#### WORK TO COMPLETE
Without changing a character, output all of the records.

[TASK MATERIAL — start]

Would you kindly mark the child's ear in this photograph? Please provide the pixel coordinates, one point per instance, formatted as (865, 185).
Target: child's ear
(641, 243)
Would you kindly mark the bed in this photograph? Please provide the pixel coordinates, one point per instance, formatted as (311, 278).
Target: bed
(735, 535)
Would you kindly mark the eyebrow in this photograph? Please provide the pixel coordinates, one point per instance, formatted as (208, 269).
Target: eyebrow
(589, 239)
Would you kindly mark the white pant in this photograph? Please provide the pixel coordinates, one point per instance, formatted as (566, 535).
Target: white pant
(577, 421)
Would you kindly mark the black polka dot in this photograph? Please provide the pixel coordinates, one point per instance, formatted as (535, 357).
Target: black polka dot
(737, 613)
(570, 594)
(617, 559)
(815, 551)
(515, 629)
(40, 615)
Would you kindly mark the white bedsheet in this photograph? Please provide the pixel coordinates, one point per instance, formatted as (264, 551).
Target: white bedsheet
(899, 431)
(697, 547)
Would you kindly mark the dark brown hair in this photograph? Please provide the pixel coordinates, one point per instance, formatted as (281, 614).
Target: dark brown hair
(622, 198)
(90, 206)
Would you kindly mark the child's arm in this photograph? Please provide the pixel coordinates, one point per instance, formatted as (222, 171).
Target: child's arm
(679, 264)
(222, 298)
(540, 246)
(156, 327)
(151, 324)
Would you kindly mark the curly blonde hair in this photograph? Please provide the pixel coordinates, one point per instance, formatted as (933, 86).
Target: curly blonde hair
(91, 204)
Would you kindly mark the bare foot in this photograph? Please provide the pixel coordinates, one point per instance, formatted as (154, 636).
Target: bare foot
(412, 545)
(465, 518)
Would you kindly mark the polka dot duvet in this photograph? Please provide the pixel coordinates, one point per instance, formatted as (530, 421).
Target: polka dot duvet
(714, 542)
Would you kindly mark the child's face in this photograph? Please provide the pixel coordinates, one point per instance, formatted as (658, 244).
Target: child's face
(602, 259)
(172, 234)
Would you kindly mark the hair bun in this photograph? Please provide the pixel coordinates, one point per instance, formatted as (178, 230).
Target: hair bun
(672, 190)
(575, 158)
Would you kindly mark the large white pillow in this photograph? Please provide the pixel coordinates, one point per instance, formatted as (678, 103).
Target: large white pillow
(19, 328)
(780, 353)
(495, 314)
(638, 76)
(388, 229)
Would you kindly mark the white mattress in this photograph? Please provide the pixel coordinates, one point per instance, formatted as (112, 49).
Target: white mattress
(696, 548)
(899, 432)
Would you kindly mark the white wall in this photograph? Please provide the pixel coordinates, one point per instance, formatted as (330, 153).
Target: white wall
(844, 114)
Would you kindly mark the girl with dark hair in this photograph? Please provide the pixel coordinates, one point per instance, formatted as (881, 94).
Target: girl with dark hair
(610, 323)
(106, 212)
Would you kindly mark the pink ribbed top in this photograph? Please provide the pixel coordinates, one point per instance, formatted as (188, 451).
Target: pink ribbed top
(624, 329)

[TASK MATERIAL — finish]

#### SOLUTION TO THIS TASK
Would you kindly mark the child's ear in this photograph? Please provide the pixel coordinates, one point per instance, formatted as (865, 185).
Target: child's ear
(641, 243)
Would you kindly mark the bed in this photograph? Please provide the pixel coordinates, one point per instance, formatted as (311, 278).
Target: bed
(735, 535)
Would you kindly mark the eyebrow in this photograph? Please provide the pixel coordinates, one point per instance, formatted as (208, 269).
Target: eyebrow
(589, 239)
Would you kindly mark the white pant in this photograph? Please provide the pixel coordinates, one point per instance, formatted as (566, 535).
Target: white pant
(577, 421)
Would you kindly mark the black polka dot in this photograph? Please provide the pixel coordinates, one point per instance, formatted as (535, 357).
Target: black polka dot
(737, 613)
(570, 594)
(617, 559)
(815, 551)
(515, 629)
(40, 615)
Would you kindly mark the white bedsheet in this photograph? Please provide the pixel coordinates, one point per instance, formatted as (264, 551).
Target: white bedsheet
(899, 431)
(697, 547)
Would you kindly mark the dark brown hair in this photograph? Please provide the pixel coordinates, one point per instance, formatted as (281, 614).
Target: dark brown hair
(622, 198)
(90, 206)
Would you kindly mark the child's arm in this photograph? Please provide the pixel coordinates, one point per instance, formatted as (222, 171).
Target: child's arm
(679, 264)
(222, 298)
(540, 246)
(156, 327)
(151, 324)
Would you kindly mark the curly blonde hair in this photograph? Please provide the pixel coordinates, one point per instance, formatted as (933, 86).
Target: curly blonde hair
(91, 204)
Would you kindly mark the bare foot in this photograph? Please provide the pixel coordinates, one point per instance, formatted as (154, 636).
Target: bare foot
(412, 545)
(465, 518)
Would you kindly mark the polka dot duvet in this photograph? Please provide the pixel coordinates, one point per instance, formatted as (530, 421).
Target: polka dot duvet
(714, 542)
Would you kindly mark the child's face in this photograph? Please provide the pixel coordinates, one point per instance, formatted as (658, 244).
Target: child's face
(602, 259)
(172, 234)
Would you kindly mark the hair bun in this photograph? Please provide the pixel coordinates, one point per instance, formatted as (178, 230).
Target: hair bun
(672, 190)
(575, 158)
Would you kindly mark the large white pillow in this photograph? Please provide the pixel coordinates, one point per instance, formatted as (678, 103).
Target: large white pillow
(19, 328)
(780, 353)
(495, 314)
(638, 76)
(388, 229)
Would you kindly mark the white mattress in this photograph? Please provide the pixel coordinates, one point per instance, formatted as (112, 49).
Target: white mattress
(696, 548)
(899, 432)
Would you kindly mark the white wall in this photograph? Please provide the pixel coordinates, one point per instance, formatted as (330, 153).
Target: white wall
(844, 114)
Would you kindly mark the girl with dark hair in this photograph? Please provide the pixel coordinates, one point per instance, formatted as (881, 94).
Target: girl with dark hair
(610, 323)
(106, 212)
Would you kindly mark the pink ribbed top in this photograph? Please provide the pixel coordinates, one point per instance, formatted as (188, 451).
Target: pink ribbed top
(624, 329)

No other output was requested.